Work to be completed |
List every line of the records that contains the word "order".

Given data |

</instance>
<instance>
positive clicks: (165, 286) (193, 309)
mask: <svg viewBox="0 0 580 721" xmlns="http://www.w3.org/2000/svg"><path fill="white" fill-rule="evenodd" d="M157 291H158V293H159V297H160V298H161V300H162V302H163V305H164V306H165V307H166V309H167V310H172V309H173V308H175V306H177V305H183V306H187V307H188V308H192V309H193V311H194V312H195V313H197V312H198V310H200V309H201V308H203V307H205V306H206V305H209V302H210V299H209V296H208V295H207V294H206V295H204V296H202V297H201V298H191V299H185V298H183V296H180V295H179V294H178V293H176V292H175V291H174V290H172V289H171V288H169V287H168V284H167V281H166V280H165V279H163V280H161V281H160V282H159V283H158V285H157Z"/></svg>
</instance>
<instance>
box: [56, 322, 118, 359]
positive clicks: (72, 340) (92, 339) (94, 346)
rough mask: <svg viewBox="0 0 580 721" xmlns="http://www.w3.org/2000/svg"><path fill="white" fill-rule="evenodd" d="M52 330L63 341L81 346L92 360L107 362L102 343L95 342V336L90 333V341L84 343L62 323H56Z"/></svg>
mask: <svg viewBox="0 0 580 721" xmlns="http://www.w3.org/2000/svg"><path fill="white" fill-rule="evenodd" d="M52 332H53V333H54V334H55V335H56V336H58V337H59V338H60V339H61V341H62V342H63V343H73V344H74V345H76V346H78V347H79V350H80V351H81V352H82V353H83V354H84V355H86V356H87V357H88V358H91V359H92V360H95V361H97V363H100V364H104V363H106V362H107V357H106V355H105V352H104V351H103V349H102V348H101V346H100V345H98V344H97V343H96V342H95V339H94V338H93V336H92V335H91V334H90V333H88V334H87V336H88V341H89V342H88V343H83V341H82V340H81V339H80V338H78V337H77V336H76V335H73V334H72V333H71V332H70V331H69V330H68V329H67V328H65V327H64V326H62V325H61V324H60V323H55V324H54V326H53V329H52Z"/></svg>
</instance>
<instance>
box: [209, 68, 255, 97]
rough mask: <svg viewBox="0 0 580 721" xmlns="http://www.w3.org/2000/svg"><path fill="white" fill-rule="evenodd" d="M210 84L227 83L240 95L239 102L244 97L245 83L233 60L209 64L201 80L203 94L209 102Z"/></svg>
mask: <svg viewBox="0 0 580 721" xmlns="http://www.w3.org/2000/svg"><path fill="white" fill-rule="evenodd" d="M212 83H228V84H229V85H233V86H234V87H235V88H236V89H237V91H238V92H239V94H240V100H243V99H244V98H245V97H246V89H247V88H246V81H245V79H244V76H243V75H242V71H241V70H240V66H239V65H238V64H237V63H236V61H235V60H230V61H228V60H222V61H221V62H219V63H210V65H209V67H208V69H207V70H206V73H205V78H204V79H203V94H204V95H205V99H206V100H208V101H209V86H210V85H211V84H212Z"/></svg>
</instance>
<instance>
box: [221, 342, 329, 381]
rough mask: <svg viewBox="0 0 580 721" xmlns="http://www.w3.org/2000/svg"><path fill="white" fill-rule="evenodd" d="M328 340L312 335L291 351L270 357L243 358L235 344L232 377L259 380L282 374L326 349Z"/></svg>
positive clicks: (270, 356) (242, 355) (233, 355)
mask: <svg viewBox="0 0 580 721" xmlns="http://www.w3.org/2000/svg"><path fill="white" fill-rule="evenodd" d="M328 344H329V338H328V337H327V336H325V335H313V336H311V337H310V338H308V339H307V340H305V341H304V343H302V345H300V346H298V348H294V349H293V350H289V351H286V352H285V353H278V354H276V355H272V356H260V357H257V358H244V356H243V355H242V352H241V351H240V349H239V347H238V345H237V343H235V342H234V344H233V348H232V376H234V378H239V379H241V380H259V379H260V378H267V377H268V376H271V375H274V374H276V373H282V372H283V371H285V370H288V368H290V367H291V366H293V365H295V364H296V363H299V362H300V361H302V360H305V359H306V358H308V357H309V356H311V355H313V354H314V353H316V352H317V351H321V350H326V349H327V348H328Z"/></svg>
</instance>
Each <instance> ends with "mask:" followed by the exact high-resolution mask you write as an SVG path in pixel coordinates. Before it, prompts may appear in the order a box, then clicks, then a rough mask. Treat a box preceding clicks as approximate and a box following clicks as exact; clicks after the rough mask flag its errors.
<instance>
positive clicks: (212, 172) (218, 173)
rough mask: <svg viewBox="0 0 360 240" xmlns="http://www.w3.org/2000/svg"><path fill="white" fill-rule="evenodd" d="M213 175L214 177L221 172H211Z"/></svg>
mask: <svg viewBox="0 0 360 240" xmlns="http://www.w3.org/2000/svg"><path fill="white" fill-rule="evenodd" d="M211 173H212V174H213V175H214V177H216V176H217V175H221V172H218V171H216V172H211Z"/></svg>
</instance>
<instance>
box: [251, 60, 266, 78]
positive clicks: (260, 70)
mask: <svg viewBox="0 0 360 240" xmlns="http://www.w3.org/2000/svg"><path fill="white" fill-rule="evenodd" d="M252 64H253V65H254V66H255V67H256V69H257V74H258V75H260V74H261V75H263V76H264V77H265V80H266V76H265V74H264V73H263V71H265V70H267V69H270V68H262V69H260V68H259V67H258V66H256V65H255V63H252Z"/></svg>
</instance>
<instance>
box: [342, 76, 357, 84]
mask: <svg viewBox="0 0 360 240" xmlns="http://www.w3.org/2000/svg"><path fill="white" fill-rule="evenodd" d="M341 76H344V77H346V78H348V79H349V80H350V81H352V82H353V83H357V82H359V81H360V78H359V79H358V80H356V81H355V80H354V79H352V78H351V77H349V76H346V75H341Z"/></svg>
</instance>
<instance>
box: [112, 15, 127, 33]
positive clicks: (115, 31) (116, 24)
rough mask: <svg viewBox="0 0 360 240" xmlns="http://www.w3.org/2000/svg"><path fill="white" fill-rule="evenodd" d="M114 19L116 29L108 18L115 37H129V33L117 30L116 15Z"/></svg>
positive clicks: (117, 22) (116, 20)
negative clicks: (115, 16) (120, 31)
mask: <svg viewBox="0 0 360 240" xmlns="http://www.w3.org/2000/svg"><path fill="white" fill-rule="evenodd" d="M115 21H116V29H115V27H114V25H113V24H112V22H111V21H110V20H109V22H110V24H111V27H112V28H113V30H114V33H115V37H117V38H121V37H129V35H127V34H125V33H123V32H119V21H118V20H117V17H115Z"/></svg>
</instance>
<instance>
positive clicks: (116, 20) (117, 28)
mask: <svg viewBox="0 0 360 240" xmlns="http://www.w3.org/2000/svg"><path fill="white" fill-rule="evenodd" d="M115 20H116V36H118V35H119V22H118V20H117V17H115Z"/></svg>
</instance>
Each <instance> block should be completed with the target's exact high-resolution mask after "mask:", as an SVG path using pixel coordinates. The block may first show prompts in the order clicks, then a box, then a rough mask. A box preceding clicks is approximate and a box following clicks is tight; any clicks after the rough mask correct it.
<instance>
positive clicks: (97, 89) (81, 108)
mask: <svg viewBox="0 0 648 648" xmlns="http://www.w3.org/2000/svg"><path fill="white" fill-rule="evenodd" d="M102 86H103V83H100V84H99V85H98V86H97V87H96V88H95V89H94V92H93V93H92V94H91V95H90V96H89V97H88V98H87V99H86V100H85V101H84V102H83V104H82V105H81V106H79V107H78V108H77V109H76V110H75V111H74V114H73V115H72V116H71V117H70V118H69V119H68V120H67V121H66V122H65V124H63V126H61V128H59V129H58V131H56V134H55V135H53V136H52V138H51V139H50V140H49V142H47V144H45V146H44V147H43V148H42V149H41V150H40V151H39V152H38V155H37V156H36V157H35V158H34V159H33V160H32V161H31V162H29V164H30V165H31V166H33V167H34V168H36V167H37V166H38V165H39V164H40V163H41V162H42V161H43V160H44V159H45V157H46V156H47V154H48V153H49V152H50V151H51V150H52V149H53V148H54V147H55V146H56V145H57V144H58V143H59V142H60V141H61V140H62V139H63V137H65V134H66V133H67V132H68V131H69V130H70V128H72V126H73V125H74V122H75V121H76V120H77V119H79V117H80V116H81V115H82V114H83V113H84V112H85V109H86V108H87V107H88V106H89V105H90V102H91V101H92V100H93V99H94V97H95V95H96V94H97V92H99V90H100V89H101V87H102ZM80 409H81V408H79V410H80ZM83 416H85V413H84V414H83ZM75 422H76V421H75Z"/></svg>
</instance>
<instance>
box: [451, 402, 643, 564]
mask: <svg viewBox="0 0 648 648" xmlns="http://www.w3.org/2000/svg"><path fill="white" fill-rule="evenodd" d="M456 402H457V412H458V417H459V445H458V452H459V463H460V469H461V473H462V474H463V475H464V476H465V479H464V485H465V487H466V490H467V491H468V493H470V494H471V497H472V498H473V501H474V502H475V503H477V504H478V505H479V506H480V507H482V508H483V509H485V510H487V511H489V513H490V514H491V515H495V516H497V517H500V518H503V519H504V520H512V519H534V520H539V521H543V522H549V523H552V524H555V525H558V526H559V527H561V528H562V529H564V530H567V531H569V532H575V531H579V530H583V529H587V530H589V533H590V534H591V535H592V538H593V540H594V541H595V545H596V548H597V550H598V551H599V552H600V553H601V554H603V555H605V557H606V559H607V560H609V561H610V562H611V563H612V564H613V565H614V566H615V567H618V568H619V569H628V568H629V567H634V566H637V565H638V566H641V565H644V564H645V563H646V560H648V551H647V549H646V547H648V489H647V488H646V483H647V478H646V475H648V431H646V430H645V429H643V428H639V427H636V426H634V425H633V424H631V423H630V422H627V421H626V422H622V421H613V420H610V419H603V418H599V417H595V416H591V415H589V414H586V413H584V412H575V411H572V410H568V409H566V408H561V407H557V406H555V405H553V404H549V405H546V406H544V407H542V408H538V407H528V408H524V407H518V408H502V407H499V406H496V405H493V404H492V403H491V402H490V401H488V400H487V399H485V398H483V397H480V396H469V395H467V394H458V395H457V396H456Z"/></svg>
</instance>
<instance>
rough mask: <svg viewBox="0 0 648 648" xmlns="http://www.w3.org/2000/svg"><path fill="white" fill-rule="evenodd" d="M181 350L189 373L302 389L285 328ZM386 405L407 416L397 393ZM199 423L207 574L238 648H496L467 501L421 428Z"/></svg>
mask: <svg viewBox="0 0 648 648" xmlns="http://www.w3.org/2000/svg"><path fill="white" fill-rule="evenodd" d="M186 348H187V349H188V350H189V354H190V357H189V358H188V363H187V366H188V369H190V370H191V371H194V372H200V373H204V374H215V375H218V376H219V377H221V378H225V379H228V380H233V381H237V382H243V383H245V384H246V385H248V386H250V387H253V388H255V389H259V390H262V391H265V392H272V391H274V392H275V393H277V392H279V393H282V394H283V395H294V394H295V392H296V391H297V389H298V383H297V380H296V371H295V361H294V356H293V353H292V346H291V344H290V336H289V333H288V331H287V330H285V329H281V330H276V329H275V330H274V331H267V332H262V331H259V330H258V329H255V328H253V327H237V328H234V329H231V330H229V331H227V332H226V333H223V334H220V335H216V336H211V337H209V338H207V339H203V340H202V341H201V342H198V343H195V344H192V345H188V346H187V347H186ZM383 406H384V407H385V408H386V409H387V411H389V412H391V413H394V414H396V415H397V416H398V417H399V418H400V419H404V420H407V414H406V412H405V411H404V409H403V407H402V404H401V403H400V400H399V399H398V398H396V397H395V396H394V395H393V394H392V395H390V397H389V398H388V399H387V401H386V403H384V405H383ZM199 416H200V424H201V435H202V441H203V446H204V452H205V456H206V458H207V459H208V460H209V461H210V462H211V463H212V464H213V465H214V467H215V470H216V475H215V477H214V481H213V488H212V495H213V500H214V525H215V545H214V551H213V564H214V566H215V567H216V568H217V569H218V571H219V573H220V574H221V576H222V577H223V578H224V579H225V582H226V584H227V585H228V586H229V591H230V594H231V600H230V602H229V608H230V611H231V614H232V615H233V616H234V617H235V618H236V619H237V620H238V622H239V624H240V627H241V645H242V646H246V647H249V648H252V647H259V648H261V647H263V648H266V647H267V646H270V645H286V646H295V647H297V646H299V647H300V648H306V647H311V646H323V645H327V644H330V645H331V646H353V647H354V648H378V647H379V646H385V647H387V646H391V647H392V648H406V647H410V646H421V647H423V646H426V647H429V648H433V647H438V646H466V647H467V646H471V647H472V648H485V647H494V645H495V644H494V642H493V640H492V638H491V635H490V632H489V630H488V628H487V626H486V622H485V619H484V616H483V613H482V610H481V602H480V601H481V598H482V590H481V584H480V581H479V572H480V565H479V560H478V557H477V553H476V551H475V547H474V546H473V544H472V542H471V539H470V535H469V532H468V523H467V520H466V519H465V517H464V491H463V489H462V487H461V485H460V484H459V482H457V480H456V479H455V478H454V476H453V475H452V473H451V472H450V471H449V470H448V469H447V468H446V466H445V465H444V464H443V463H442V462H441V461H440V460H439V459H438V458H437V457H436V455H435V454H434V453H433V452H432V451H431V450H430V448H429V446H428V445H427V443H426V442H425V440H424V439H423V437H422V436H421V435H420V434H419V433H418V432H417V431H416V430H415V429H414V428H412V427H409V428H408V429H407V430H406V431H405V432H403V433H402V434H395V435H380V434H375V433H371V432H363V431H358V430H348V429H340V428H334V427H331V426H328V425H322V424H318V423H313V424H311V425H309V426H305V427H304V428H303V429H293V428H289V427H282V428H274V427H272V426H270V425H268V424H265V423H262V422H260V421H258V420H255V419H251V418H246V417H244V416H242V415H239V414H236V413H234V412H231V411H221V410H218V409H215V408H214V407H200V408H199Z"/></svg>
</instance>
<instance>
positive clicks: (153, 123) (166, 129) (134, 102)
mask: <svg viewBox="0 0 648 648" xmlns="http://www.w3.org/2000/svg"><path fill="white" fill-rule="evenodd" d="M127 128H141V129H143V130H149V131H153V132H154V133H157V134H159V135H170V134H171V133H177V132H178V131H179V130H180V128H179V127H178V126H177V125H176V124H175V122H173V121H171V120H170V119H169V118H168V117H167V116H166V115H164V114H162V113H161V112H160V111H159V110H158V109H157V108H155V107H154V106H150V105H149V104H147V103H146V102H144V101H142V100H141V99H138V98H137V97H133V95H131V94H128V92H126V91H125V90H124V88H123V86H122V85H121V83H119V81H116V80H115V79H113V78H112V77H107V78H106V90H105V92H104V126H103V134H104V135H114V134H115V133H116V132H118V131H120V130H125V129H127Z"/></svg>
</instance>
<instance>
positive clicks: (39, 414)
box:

Solution to the problem |
Each <instance> ends with "mask:" followed by the exact high-resolution mask you write as an SVG path in pixel coordinates. Before it, prompts may appear in the order a box, then clicks, then a rough mask. Treat a box preceding clicks as approximate and a box following clicks as exact; clicks after the rough mask flag its errors.
Each <instance> block should be completed with the target's exact high-resolution mask after "mask:", as an SVG path using pixel coordinates. The block may first show prompts in the order clicks, then a box, then a rough mask. A box preceding clicks is approximate and a box following clicks is tight; any clicks after the rough mask correct it.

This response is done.